#### Exercise description
Output only the span of lines that begins at the line containing "of the orchard" and ends at the last line of the data, both included, exactly as they appear.

[Dataset rows on where objects appear]
+ + +

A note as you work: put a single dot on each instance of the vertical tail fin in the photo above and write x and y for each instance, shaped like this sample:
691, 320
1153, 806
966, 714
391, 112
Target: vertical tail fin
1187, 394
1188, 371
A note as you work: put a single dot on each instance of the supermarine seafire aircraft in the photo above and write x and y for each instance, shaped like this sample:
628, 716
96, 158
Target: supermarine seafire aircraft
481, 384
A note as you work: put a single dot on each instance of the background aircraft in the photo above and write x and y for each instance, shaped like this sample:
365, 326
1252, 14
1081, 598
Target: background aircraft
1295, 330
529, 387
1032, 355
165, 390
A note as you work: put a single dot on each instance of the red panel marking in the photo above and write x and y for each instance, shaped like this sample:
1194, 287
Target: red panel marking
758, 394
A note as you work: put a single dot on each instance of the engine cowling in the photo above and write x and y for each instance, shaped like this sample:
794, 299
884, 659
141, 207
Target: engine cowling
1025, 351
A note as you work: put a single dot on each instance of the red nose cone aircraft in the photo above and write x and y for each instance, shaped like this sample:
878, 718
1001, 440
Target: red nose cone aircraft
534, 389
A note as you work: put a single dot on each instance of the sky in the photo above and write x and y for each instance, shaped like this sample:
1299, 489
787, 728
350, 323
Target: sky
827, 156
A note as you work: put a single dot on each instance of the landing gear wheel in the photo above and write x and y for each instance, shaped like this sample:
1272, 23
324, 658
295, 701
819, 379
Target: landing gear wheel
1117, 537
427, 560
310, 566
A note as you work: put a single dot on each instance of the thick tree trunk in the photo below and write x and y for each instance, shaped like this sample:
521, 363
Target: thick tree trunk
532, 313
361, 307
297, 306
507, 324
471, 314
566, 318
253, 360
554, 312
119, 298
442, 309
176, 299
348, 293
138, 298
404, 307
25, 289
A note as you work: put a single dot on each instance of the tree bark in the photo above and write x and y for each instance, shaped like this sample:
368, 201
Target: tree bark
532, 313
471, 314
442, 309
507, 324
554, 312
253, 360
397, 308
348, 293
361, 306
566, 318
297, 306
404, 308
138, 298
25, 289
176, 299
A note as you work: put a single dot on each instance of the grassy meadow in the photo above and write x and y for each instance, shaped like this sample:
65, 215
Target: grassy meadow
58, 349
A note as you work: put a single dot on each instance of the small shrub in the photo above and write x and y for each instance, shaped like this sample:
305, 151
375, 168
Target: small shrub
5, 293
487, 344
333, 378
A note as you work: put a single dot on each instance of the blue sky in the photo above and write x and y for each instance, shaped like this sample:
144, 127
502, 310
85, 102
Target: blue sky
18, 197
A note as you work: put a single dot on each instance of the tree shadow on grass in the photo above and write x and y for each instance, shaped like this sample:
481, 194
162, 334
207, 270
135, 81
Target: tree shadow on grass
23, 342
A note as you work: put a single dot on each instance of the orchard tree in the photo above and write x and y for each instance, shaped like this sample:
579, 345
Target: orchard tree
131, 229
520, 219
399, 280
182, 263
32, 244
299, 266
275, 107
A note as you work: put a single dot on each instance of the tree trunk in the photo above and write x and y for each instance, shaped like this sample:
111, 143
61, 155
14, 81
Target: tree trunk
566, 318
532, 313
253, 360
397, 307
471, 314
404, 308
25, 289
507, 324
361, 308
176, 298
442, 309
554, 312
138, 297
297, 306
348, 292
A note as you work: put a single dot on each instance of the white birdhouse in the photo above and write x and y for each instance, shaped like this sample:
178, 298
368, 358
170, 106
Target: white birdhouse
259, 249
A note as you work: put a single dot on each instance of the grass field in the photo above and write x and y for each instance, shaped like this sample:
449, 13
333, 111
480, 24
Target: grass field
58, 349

+ + +

#### Result for this exercise
A note as you work: put a single dot on each instance of the orchard tree in the photo above and write x and y for each instance, shaped like this sample:
579, 345
Target: orchard tree
131, 229
520, 219
399, 280
182, 263
32, 244
299, 266
275, 107
A note as you work: put a single dot on each instance of the tree trunk in the photo above and write x and y for each instance, shaped like this sample:
111, 143
61, 155
14, 81
Target: tree trunk
566, 318
532, 313
253, 360
397, 307
471, 314
404, 308
25, 289
507, 324
361, 308
176, 298
442, 309
554, 312
138, 297
297, 306
348, 292
A note as you work: put a single dot on each instance of the white birdhouse in the photo above and write x and y for each instance, shaped like this sample:
178, 298
368, 358
170, 106
Target: white birdhouse
259, 249
A note as you work: put a single dot on each instance of the grass field in the photo above and write x and y for each instance, shaped like this sample:
449, 13
333, 111
480, 24
Target: grass field
58, 349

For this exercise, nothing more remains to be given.